Problem statement => Reproduce verbatim the records between the line holding "Task: localize barcode" and the line holding "[500,0,1200,517]", inclusive.

Material for the task =>
◆ ◆ ◆ ◆ ◆

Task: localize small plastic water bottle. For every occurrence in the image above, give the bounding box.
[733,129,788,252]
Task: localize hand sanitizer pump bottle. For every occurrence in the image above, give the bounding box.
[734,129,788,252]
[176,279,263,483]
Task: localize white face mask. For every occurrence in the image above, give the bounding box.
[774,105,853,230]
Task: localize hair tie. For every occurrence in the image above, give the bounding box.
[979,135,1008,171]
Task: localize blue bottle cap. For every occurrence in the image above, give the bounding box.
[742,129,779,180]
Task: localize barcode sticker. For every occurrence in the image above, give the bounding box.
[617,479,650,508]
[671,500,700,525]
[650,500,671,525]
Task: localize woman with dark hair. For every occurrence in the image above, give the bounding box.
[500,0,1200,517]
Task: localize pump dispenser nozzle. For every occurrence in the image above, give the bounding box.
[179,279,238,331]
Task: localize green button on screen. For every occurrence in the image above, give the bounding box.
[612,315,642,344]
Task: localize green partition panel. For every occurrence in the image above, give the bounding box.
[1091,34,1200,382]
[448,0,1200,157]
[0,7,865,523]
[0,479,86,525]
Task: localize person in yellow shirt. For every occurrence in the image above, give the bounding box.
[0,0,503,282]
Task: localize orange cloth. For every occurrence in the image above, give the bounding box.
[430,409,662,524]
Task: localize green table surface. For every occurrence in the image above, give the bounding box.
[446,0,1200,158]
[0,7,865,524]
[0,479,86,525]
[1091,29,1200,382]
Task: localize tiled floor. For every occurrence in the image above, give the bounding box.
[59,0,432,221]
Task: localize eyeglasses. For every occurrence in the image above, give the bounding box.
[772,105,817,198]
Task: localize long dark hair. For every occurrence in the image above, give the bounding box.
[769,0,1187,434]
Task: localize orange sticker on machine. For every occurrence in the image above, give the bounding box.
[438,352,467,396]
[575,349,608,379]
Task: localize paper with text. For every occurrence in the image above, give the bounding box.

◆ ◆ ◆ ◆ ◆

Solution for this task =>
Task: localize barcode sticker. For every occurrence in the image above, give the bounding box.
[617,479,650,508]
[671,500,700,525]
[650,500,671,525]
Task: localize woman with dark hair. For every occurrence in the image above, give the bounding box.
[500,0,1200,517]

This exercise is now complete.